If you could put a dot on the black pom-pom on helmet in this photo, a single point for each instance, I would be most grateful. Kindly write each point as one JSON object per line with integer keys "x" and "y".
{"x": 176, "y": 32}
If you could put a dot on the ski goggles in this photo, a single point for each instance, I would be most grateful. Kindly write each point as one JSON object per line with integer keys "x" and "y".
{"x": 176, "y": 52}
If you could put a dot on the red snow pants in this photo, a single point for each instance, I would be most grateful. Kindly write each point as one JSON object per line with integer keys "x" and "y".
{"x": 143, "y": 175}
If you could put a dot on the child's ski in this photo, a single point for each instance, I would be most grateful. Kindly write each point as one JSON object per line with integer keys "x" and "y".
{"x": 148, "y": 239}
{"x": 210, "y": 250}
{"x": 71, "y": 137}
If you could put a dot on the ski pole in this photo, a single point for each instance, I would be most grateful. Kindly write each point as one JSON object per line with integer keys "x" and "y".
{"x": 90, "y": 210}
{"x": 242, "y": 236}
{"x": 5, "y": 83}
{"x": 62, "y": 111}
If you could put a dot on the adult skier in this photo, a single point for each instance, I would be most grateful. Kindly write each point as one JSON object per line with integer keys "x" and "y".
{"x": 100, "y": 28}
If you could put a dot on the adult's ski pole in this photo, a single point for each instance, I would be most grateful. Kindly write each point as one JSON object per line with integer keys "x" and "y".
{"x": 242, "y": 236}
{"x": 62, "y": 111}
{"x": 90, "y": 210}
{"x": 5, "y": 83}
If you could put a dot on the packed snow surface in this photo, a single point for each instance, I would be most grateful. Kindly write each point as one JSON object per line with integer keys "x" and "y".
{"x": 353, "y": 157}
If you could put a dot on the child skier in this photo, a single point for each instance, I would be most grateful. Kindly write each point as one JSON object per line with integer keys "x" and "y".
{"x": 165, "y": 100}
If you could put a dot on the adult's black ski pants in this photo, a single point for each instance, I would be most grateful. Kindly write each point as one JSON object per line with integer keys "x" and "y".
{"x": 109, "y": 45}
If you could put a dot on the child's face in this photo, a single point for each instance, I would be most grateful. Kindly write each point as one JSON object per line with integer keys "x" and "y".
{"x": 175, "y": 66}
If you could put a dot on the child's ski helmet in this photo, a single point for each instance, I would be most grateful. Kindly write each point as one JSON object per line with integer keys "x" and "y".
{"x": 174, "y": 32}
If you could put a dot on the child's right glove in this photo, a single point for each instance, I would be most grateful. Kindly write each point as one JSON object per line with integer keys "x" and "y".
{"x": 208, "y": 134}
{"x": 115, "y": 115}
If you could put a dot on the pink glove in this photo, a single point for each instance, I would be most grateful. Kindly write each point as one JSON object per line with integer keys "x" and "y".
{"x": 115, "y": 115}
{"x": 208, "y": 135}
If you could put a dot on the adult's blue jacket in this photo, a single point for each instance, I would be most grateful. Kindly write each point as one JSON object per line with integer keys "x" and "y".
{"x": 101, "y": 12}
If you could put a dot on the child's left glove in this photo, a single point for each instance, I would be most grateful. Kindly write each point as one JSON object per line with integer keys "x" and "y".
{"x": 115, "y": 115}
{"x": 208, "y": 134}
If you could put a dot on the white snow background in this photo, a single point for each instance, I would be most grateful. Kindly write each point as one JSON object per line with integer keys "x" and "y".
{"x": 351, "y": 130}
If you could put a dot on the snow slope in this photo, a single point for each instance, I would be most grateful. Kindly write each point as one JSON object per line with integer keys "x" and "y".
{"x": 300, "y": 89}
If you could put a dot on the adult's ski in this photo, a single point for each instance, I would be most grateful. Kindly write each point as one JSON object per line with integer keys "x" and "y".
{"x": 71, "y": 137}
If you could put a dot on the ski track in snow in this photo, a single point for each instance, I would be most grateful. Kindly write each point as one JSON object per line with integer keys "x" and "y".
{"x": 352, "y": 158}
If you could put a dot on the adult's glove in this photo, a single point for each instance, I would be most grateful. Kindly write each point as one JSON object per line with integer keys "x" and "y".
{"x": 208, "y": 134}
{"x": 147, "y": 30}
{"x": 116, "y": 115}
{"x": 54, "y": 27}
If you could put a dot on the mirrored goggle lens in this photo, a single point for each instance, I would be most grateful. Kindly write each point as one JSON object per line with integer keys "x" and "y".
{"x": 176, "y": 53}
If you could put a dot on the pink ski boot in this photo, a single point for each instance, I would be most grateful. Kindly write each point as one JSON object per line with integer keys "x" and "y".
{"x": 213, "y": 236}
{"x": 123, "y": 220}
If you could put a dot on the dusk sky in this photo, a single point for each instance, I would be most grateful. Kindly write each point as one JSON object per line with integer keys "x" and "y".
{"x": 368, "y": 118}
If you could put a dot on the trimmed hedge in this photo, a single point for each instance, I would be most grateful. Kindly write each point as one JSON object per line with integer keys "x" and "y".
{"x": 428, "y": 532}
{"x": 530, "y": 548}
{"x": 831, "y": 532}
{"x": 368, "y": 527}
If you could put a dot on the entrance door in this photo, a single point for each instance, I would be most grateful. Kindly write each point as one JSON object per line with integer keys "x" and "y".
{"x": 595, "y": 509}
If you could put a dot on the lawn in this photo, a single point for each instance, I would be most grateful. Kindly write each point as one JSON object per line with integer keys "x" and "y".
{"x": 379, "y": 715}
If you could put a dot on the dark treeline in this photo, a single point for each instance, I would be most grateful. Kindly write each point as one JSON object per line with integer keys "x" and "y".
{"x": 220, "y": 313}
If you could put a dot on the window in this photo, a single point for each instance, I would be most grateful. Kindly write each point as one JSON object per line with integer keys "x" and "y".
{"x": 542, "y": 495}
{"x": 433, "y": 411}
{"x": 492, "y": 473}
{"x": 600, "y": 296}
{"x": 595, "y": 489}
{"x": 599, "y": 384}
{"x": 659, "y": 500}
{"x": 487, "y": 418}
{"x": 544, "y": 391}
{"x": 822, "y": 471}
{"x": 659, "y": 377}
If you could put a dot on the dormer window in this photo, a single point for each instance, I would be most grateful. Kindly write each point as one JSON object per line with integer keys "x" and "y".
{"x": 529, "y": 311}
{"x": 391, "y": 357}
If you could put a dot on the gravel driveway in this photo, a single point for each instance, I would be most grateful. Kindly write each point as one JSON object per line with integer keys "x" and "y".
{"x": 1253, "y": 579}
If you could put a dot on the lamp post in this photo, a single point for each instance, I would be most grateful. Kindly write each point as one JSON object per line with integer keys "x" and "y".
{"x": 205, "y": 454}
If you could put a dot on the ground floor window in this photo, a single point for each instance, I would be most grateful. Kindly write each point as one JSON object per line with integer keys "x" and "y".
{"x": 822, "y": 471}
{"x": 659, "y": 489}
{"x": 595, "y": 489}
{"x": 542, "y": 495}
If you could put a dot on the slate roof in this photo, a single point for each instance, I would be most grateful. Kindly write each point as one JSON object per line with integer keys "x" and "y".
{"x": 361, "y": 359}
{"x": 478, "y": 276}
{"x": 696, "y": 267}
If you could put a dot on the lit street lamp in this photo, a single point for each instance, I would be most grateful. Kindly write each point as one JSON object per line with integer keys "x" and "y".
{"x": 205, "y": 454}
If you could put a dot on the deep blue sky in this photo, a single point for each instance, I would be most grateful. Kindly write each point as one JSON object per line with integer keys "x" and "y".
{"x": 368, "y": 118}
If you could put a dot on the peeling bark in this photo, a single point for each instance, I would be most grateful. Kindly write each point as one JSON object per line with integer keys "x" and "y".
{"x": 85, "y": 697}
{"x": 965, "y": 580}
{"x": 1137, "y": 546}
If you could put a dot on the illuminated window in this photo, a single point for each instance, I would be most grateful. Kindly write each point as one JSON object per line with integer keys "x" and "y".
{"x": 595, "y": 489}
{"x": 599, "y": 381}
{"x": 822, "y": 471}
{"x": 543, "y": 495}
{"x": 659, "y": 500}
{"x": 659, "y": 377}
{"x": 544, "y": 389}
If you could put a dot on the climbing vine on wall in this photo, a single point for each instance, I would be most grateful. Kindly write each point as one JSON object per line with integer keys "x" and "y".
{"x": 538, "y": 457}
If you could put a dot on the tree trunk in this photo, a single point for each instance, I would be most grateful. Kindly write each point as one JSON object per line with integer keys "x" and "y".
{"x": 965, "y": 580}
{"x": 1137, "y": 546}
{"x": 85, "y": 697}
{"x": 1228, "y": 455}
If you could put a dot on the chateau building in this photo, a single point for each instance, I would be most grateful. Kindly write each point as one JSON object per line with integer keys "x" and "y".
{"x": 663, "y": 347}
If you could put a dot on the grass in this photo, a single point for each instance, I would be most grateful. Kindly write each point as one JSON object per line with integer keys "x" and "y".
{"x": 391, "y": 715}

═══

Your task is to output exactly the lines running from the one with "If you could put a dot on the lit" through the final line of the material above, with both ends included.

Task output:
If you could put a dot on the lit street lamp in this photo, a single point for each instance, I would be most grateful. Kindly write each point as one JSON object per line with integer keys "x" and "y".
{"x": 205, "y": 454}
If you could put a dot on the deep blue sky in this photo, a single point for each instance, I would be most grateful. Kindly write each point as one JSON object per line with integer keys "x" and "y".
{"x": 368, "y": 118}
If you could put a dot on the peeling bark in this photo, a single point for each instance, I would be most grateful. Kindly write each point as one JSON object per line with integer keys "x" and "y".
{"x": 85, "y": 697}
{"x": 965, "y": 580}
{"x": 1137, "y": 546}
If you could put a dot on the illuminated window in this photo, a single point for each instance, I would be most grateful. Kindly write each point as one JSON object per line with integer keys "x" and "y".
{"x": 595, "y": 489}
{"x": 599, "y": 381}
{"x": 822, "y": 471}
{"x": 543, "y": 495}
{"x": 659, "y": 500}
{"x": 659, "y": 377}
{"x": 544, "y": 389}
If you could put a dot on the climbing vine on wall in this photo, a single point for each instance, I would be most grateful. Kindly write each point as one JSON object per line with integer keys "x" and "y".
{"x": 538, "y": 457}
If you could put a dot on the tree trunk in this photo, a single point for each instance, I would be most grateful. Kindly write each point as one JSON object per line with integer keys "x" and "y".
{"x": 965, "y": 580}
{"x": 1137, "y": 546}
{"x": 85, "y": 697}
{"x": 1228, "y": 455}
If you could put a dot on the chateau building in this photo, a single point for each instance, I would be most grateful. Kindly write each point as one JSON object per line with integer keys "x" and "y".
{"x": 663, "y": 347}
If you could put a dot on the grass in this photo, a single point for each instance, I would be most grateful. Kindly write each point as one JSON object per line with integer keys "x" and "y".
{"x": 391, "y": 715}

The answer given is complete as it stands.